** Given data follows **

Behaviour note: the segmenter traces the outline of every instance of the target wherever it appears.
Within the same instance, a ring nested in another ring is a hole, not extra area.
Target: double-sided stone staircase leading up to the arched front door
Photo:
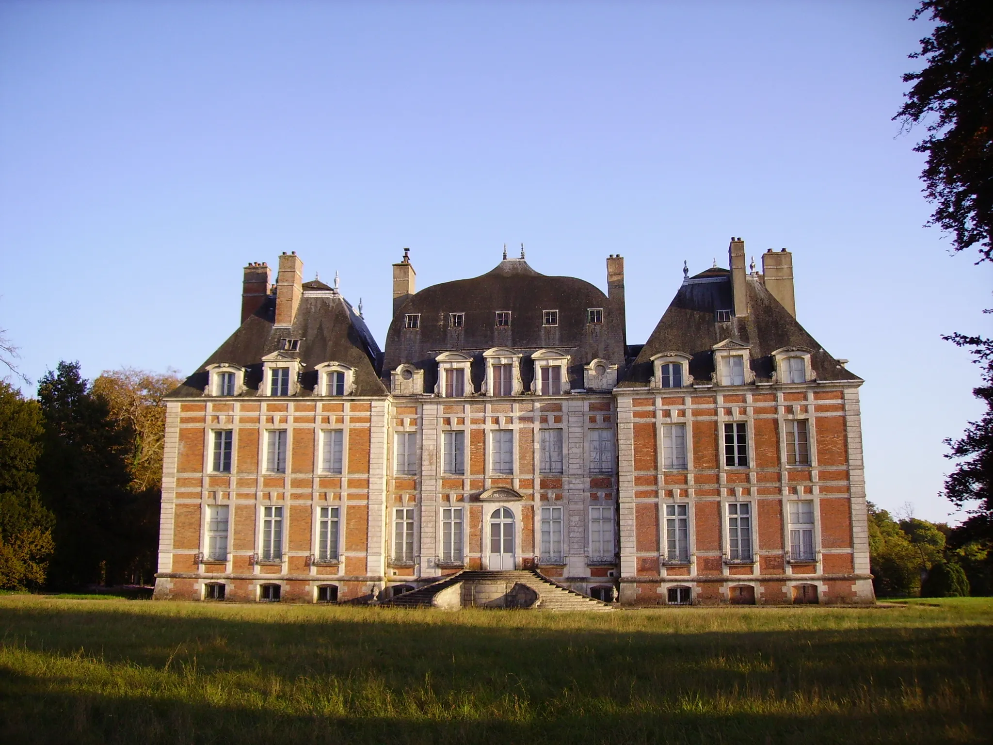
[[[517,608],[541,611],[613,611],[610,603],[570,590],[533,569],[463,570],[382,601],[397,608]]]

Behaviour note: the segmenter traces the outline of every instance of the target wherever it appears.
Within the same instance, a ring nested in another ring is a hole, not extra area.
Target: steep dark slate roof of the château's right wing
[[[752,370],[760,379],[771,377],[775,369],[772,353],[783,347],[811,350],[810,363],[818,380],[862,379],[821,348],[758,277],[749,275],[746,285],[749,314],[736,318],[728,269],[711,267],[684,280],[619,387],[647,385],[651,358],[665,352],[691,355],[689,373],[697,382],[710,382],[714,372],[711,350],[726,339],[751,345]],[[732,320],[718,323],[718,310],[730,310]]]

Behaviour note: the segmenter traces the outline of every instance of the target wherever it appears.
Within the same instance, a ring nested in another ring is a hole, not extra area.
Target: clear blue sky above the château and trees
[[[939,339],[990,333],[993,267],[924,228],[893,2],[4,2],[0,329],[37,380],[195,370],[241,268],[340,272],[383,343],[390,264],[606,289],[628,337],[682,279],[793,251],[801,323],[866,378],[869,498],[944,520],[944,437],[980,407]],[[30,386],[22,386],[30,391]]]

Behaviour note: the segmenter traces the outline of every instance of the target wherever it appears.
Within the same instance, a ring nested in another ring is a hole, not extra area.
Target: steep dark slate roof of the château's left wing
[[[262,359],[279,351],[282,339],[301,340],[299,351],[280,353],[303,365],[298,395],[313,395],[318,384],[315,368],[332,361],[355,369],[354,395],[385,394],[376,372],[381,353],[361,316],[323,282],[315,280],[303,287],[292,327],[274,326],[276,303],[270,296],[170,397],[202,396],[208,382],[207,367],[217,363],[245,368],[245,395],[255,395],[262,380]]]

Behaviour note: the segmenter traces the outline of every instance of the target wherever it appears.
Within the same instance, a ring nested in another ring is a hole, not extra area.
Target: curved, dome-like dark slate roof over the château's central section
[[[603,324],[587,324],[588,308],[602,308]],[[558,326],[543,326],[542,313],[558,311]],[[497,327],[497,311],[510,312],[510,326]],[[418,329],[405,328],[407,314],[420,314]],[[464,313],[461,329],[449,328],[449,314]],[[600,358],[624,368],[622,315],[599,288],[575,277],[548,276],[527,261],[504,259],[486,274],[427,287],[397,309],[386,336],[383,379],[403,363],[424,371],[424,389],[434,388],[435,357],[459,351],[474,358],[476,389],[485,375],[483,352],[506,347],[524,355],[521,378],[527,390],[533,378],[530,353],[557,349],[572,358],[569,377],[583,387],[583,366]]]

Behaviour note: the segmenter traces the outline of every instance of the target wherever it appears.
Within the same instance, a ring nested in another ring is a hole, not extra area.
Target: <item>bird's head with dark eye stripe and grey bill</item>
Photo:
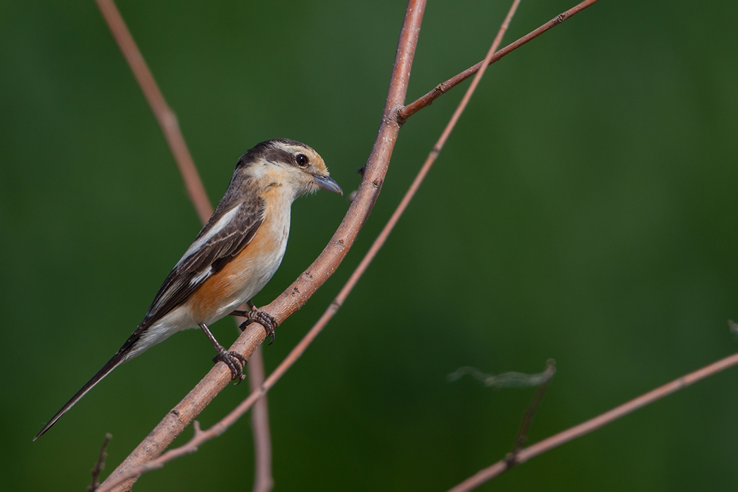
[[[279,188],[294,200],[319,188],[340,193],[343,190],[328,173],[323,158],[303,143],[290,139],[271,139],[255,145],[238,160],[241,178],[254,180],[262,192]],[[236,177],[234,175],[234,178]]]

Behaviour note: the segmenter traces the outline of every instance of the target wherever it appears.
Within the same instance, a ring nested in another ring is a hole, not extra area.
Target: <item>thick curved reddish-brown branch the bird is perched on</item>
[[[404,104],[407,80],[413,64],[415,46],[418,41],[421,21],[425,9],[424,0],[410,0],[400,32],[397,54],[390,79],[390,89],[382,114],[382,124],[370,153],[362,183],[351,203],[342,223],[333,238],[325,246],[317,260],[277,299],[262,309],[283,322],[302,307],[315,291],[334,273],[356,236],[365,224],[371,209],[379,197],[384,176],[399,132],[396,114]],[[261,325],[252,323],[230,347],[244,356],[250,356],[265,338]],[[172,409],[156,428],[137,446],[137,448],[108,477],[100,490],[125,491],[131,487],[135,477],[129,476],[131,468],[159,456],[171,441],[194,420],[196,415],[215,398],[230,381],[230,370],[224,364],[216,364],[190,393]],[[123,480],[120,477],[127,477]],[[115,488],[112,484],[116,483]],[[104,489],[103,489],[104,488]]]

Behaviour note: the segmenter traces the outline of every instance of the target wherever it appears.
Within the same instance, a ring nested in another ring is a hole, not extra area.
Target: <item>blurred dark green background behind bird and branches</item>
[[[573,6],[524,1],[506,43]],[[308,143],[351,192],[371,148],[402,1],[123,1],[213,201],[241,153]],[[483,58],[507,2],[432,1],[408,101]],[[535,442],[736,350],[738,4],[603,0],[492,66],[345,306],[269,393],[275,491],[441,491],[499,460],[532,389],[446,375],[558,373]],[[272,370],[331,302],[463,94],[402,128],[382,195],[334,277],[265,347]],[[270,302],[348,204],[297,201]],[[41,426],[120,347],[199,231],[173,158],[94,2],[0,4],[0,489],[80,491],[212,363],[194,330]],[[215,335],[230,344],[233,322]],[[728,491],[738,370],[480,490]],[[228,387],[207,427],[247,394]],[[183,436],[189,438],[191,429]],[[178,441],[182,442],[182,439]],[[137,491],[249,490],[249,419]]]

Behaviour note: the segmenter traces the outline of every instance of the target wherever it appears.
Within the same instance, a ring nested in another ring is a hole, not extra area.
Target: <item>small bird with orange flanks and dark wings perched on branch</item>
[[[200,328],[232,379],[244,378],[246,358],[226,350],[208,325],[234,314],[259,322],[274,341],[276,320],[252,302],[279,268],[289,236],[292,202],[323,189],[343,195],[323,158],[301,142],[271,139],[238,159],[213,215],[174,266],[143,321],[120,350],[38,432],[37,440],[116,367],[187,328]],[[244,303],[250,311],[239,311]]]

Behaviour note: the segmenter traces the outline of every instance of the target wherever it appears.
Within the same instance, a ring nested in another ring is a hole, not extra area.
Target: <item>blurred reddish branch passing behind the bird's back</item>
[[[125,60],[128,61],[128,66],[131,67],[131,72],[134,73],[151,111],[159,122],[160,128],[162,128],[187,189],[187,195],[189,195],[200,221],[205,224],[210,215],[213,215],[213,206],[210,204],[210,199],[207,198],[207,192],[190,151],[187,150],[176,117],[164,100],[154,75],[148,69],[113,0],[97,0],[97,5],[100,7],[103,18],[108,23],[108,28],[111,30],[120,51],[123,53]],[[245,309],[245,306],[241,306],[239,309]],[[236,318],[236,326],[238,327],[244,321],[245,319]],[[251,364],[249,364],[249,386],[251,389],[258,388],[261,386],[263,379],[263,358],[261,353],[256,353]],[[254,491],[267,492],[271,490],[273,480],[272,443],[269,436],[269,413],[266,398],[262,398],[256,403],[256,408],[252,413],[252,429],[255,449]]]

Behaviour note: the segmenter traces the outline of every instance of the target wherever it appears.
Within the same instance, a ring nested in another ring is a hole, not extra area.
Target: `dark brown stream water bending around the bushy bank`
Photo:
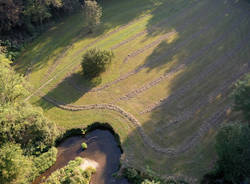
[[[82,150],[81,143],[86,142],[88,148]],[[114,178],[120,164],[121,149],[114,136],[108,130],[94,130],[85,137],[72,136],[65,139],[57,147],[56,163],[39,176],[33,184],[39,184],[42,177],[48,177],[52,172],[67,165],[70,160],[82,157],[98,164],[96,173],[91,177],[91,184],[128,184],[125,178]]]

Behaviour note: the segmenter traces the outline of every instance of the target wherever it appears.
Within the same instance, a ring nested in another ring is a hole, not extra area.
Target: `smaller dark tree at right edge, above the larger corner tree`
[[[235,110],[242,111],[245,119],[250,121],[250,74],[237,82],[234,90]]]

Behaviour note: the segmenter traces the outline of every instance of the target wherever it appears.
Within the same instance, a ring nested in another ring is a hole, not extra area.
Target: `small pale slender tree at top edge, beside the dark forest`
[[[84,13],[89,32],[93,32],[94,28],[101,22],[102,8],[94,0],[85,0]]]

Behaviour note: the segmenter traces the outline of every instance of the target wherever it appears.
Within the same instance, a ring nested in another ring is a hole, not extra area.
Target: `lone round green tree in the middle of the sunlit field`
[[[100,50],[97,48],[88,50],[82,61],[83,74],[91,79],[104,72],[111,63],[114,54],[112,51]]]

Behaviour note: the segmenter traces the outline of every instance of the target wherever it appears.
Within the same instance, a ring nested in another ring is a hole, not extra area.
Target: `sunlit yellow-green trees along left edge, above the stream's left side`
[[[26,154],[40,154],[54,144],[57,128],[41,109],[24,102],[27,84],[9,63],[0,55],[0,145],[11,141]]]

** End of Given data **
** Given data follows **

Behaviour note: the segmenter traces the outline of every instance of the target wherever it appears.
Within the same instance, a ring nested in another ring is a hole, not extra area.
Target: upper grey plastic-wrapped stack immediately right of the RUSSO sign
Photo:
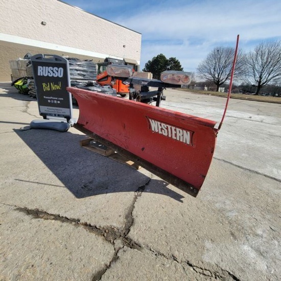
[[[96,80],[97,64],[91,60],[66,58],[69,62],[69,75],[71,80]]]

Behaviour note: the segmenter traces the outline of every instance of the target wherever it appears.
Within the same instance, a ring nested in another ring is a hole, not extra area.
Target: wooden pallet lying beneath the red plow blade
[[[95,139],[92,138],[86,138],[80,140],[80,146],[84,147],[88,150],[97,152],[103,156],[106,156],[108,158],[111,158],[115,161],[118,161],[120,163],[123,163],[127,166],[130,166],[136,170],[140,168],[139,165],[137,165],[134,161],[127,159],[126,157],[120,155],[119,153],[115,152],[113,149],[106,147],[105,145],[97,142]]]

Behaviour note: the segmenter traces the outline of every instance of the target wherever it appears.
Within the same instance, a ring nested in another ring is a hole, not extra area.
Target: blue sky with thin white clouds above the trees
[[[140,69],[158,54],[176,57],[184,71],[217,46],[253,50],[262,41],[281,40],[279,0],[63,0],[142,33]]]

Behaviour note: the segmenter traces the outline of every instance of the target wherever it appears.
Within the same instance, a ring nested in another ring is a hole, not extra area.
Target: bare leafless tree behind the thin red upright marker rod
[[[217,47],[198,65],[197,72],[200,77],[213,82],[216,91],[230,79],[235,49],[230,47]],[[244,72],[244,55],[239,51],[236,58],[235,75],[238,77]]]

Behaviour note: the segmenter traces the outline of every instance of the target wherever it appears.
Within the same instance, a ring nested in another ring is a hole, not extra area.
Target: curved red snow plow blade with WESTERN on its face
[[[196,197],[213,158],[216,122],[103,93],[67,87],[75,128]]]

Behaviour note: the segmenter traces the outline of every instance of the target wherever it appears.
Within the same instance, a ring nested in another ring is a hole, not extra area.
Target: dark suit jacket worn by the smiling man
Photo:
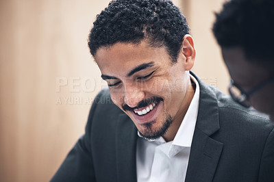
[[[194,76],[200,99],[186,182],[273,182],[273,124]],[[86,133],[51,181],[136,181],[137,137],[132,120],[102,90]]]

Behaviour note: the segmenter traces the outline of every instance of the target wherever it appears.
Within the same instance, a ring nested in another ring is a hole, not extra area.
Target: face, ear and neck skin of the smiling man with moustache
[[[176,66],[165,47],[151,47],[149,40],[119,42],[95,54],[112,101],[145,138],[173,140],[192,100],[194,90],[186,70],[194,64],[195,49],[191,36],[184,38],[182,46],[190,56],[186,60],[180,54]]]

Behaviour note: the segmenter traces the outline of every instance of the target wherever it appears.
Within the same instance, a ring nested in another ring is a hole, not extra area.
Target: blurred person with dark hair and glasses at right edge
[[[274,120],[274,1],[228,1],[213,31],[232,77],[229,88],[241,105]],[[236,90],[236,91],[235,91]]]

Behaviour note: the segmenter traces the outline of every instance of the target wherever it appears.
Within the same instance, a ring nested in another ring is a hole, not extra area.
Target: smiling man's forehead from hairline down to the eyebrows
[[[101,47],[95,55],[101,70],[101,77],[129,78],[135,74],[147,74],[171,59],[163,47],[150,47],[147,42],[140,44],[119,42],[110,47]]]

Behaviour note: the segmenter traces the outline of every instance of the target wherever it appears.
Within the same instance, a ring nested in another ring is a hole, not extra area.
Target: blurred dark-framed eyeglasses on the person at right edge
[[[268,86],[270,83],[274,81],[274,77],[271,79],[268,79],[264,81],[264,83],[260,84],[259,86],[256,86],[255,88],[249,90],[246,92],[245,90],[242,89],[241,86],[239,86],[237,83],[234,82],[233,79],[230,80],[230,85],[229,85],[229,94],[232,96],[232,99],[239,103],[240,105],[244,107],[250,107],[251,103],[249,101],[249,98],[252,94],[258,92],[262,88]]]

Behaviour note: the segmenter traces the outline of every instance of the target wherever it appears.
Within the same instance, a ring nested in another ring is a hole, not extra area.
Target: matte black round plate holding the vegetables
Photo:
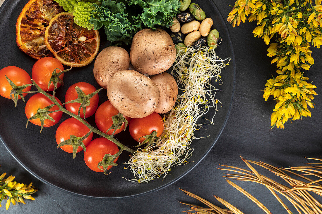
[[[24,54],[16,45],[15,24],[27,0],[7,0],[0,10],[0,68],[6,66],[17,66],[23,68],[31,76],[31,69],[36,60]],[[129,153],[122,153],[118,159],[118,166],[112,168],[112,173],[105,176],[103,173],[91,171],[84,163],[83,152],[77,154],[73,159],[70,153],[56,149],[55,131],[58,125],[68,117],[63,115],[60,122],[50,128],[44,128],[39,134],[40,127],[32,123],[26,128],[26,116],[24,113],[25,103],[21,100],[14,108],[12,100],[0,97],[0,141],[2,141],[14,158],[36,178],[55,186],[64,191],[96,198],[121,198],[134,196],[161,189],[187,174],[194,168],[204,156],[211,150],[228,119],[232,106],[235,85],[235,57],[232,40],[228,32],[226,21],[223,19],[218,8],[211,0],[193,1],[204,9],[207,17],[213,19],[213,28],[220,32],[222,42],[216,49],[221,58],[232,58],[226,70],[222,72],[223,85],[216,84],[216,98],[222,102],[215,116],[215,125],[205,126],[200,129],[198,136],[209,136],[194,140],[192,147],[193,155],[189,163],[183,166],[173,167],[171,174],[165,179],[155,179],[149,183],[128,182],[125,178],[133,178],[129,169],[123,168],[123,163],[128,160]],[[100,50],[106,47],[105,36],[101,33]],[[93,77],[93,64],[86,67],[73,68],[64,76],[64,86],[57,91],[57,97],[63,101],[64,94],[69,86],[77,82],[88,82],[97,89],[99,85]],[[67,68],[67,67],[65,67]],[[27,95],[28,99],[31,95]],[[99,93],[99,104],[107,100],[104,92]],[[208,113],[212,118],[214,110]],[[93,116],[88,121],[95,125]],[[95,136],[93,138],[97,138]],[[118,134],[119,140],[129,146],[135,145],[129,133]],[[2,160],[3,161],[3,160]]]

** End of Given data **
** Given data follows **

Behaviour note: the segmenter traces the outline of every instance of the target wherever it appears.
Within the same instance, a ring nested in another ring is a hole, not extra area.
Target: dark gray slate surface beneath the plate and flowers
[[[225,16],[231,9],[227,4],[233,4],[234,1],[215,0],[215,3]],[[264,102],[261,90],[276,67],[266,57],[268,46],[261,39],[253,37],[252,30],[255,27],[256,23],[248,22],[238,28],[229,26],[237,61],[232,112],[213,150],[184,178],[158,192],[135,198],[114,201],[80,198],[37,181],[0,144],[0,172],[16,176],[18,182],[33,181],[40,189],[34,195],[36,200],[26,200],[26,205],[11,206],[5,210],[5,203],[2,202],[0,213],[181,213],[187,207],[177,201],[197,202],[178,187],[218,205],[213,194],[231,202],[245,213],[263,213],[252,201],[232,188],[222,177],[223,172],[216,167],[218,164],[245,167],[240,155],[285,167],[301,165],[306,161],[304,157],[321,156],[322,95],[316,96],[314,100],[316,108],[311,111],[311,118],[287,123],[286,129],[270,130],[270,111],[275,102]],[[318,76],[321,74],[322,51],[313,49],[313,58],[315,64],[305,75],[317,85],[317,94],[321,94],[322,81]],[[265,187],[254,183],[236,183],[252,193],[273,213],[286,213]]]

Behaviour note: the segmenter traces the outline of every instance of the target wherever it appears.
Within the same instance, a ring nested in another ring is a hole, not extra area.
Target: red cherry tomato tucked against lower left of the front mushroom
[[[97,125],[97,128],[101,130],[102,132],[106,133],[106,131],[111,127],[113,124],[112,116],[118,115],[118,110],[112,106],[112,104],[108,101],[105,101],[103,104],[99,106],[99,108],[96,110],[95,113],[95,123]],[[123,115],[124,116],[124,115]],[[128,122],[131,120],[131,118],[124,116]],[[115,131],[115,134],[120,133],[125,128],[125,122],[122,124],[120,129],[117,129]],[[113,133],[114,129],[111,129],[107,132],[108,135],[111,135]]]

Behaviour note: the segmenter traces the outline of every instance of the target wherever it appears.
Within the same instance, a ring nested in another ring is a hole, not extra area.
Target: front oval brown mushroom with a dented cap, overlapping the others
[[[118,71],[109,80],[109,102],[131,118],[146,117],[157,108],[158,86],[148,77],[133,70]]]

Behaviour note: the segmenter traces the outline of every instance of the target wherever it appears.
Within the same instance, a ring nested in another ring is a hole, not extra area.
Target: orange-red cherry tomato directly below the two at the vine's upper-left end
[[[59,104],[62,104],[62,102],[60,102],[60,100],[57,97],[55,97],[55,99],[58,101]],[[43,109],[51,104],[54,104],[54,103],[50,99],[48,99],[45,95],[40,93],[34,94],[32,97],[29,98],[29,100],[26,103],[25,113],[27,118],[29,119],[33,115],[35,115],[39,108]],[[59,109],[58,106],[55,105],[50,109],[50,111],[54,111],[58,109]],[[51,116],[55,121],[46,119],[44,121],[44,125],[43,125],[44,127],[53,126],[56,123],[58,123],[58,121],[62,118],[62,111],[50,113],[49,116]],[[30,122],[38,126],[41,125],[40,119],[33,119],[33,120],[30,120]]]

** End of Given data **

Across the data above, how many lines contain the string "grey"? Reply with the number and nothing else.

2